EXERCISE TEXT –
● ● ● ●
The Covid pandemic appears to be changing the landscape of Indian real estate in a manner no regulation could do yet. Top-grade developers and branded players with established track records are gradually cornering a bigger pie of the market, pushing out the rest.
In a sign of maturity, the share of top developers has doubled in just two years with most of the tailwind felt after the lockdown, consolidating the highly fragmented residential real estate market in favour of big boys.
Top developers now corner 15.6 per cent of the total floor space sold in India, twice the share it had two years back. In the beginning of the year, their share was just about 9.8 per cent, a study conducted by India Ratings & Research, noted. They predicted the share could touch 19.8 per cent by FY22.
During April-December, the total floor space sold was down 41 per cent but grade-A players bucked the trend, who saw their sales going up by 4.3 per cent in the same period despite the pandemic.
“There is a clear shift happening towards branded players. When it comes to under-construction property, buyers are trusting only top developers. In the case of others, we see customers preferring only if it is ready to move in wherein risks of delivery are not there,” said Sriram Mahadevan, managing director of Joyville Shapoorji Housing Pvt Ltd.
The company said it has been able to command premium over competitors in the market where it operates — Pune, Delhi, Mumbai and Howrah — apart from clocking faster sales.
The absence of advance money from prospective buyers during construction and unavailability of bank finance is only exacerbating the tight cash flow of non-graded players.
Abhishek Shukla, associate director of Ind-Ra, who wrote the report, said non-graded players were caught in a vicious cycle during the pandemic and the stress they were in multiplied during the period.
“Buyers have turned cautious, they are preferring builders who have a track record of timely delivery. As a result, sales dried up for non-graded players, which further hamstrung their ability to complete an ongoing project and get buyers,” Shukla explained.
Ind-Ra expects overall floor space sold during the next fiscal to go up by 30 per cent, after the 34 per cent decline witnessed in this fiscal. It was stagnant at 326 million square foot in 2019-20.
“The recovery will be dominated by the grade-1 players, whose sales are likely to grow by 49 per cent year-on-year next fiscal, after a 14 per cent y-o-y increase in this fiscal. Non-grade I players are also likely to see their sales rise by 26 per cent y-o-y in FY22, after a 39 per cent y-o-y decline in FY21,” the report read.
Trapped with large inventory of land or unfinished projects and tight cash flow, many developers are looking to farm out assets to monetise them. Consolidation is seen among players where companies having stronger brand name are entering into development management contracts with relatively weaker players.
● ● ● ●
DATASET ENTRIES –
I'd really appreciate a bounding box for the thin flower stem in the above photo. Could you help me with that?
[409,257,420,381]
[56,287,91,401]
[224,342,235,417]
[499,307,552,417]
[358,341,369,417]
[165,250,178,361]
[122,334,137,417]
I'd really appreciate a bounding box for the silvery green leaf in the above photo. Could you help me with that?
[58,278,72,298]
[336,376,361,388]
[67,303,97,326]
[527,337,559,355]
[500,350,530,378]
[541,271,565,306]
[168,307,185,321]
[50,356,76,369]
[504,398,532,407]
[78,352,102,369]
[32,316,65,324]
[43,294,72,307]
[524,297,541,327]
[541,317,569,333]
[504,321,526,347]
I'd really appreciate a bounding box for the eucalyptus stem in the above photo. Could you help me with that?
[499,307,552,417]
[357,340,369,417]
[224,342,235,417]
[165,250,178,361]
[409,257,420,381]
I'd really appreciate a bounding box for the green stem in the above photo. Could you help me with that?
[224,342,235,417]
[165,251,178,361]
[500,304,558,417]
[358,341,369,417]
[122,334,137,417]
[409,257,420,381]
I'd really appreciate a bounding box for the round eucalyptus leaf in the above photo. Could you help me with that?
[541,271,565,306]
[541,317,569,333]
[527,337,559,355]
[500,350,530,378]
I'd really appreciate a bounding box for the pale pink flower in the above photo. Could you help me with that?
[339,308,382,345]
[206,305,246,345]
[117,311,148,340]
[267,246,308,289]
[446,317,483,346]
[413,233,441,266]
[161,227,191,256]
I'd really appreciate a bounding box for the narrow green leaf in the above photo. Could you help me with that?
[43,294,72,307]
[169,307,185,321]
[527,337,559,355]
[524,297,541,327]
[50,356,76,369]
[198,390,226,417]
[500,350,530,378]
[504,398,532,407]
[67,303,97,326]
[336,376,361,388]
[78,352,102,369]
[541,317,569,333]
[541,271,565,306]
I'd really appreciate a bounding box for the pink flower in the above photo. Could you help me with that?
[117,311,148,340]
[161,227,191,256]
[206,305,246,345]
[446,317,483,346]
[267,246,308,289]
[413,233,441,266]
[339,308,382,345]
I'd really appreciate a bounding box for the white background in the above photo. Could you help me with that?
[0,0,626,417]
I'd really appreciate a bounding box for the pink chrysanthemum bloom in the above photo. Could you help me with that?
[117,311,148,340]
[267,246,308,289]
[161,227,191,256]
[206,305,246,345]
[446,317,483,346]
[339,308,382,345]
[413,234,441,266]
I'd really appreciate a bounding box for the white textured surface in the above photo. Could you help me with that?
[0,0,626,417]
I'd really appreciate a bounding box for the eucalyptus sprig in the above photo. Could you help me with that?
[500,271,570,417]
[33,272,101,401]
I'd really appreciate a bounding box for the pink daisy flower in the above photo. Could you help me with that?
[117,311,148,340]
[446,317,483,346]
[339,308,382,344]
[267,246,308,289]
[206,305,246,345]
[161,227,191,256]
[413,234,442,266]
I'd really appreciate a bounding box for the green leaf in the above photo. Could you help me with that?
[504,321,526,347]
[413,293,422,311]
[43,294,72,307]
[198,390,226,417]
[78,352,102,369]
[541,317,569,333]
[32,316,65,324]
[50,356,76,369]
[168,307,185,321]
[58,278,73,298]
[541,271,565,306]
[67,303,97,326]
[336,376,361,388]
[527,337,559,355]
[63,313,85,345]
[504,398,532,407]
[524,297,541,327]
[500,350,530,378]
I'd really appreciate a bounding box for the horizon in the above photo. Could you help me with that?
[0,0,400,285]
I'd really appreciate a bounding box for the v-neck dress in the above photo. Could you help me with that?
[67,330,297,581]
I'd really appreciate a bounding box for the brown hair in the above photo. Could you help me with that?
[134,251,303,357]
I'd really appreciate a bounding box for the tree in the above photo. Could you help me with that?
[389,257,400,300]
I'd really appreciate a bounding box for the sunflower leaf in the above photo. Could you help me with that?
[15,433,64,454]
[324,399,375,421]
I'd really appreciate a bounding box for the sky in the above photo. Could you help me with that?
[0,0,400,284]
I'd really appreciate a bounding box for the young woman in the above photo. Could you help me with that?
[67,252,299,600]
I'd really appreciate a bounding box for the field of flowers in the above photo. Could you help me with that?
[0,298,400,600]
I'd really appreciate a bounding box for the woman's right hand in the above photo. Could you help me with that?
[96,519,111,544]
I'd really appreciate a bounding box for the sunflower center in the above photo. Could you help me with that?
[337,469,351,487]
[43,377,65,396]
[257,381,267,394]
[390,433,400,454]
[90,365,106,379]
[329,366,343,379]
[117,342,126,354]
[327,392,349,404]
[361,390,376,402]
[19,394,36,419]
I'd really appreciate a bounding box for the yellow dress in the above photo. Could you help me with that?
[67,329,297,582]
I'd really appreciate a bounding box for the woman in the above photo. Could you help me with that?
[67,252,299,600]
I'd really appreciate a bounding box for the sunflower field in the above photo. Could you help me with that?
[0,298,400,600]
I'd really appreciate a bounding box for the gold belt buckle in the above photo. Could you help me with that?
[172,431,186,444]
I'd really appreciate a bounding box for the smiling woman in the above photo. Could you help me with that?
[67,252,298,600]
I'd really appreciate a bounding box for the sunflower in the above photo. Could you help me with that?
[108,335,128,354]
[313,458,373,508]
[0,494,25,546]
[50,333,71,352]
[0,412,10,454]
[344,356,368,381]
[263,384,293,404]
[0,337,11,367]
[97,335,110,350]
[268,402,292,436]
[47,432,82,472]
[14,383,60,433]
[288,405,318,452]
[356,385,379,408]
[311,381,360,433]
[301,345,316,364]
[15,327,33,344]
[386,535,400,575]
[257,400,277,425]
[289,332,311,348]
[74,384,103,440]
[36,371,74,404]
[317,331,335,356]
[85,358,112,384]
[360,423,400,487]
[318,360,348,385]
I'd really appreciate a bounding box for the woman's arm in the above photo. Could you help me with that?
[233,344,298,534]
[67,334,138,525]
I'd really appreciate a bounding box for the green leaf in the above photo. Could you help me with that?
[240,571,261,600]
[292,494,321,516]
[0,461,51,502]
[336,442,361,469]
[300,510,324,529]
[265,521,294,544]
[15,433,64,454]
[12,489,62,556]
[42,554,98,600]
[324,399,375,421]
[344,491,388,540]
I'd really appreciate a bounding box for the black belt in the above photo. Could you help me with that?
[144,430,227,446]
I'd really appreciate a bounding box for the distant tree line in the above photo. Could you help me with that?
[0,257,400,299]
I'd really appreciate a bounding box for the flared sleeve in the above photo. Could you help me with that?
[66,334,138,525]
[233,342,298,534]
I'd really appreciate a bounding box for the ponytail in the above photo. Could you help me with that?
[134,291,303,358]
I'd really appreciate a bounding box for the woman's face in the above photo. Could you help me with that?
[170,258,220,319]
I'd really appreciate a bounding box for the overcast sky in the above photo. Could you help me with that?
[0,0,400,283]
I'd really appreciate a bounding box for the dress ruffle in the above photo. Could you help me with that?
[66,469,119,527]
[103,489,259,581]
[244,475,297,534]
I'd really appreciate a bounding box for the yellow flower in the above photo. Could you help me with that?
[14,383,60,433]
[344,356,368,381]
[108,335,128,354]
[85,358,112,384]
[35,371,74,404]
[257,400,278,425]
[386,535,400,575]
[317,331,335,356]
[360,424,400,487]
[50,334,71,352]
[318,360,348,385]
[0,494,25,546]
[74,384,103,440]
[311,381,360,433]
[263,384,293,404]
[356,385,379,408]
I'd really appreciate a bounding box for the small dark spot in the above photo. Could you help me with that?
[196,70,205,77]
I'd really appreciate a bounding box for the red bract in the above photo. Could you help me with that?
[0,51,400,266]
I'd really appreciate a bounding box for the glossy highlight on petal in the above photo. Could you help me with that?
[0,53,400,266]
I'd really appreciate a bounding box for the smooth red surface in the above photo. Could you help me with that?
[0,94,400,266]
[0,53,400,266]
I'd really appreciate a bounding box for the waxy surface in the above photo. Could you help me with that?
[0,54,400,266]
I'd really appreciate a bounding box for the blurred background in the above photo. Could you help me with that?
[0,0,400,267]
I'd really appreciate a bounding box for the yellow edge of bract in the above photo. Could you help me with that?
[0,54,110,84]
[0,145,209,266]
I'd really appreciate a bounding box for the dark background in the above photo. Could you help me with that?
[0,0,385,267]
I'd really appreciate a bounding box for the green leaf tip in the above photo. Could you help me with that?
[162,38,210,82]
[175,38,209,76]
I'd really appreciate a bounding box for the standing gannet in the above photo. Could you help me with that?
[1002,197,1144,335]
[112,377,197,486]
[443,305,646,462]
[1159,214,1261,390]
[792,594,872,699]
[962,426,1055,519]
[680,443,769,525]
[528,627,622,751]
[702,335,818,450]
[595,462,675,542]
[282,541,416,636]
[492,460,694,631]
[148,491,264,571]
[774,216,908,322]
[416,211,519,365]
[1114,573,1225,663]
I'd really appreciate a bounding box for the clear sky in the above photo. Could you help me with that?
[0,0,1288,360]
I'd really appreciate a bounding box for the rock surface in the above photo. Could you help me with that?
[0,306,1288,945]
● ● ● ●
QUESTIONS TO ANSWER –
1 – From the article on Indian real estate, copy out the passage beginning at the words "Ind-Ra expects overall" and stopping after "foot in 2019-20.".
2 – Answer these questions from the article on Indian real estate:
(a) By what percentage did the sales of grade-A players rise during April-December?
(b) In which markets does Joyville Shapoorji Housing operate?
(c) How much floor space was sold in 2019-20?

TASK-BY-TASK ANSWERS –
1 –
Ind-Ra expects overall floor space sold during the next fiscal to go up by 30 per cent, after the 34 per cent decline witnessed in this fiscal. It was stagnant at 326 million square foot in 2019-20.

2 –
(a) 4.3 per cent.
(b) Pune, Delhi, Mumbai and Howrah.
(c) 326 million square foot.